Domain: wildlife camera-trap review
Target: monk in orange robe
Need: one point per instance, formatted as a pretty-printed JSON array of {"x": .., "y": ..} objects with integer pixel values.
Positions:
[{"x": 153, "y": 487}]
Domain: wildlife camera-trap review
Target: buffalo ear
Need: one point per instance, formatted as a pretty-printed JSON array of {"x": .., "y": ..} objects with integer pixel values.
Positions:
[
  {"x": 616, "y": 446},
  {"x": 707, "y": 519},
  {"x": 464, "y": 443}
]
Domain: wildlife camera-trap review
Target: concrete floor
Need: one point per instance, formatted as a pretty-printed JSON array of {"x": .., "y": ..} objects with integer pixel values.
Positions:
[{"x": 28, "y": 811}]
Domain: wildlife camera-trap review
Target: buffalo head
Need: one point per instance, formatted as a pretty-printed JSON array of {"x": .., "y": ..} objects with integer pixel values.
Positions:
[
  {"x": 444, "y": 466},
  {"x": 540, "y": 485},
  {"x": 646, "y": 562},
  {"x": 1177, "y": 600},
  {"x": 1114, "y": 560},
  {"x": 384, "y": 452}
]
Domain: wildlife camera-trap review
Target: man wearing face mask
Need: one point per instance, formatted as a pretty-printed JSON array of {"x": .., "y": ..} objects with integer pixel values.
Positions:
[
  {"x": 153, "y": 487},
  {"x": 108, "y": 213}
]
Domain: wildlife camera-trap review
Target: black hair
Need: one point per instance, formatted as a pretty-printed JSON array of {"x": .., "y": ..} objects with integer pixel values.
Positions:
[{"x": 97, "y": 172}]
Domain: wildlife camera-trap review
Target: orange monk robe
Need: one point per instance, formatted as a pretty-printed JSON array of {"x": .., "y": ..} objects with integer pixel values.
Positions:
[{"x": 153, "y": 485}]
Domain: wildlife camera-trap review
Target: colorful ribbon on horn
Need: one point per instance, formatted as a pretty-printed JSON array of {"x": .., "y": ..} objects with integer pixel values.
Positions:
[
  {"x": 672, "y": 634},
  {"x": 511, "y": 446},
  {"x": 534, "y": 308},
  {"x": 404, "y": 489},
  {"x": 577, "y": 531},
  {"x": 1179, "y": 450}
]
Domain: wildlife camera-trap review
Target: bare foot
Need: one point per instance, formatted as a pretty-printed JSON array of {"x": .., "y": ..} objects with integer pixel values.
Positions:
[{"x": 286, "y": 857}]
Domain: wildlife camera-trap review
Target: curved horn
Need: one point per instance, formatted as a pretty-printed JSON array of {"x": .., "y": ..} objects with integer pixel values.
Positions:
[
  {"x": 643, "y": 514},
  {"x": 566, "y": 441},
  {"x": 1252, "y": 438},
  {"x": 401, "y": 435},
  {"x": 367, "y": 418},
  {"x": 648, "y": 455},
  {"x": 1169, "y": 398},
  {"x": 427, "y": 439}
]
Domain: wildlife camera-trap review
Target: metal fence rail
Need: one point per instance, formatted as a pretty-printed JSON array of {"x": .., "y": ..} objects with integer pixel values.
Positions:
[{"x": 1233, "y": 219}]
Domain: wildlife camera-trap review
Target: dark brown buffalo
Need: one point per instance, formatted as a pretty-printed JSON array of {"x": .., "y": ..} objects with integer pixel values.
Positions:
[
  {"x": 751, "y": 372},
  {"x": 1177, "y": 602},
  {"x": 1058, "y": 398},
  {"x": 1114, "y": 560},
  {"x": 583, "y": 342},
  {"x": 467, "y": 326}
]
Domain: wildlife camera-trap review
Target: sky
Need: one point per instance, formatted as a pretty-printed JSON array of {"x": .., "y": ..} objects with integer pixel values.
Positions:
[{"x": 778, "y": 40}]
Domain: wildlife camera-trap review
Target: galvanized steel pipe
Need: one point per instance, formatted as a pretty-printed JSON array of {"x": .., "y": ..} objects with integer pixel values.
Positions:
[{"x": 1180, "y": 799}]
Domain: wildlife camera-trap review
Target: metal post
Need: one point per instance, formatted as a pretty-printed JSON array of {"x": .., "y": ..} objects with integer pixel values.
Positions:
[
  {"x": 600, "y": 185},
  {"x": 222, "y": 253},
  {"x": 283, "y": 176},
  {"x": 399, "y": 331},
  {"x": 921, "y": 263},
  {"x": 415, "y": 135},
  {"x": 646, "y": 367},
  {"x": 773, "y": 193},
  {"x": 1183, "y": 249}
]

###

What you have to do — Pick out every line of the listing above that contains the word "buffalo", and copy those lines.

Final result —
Target: buffalo ear
Target: buffalo head
Target: dark brown buffalo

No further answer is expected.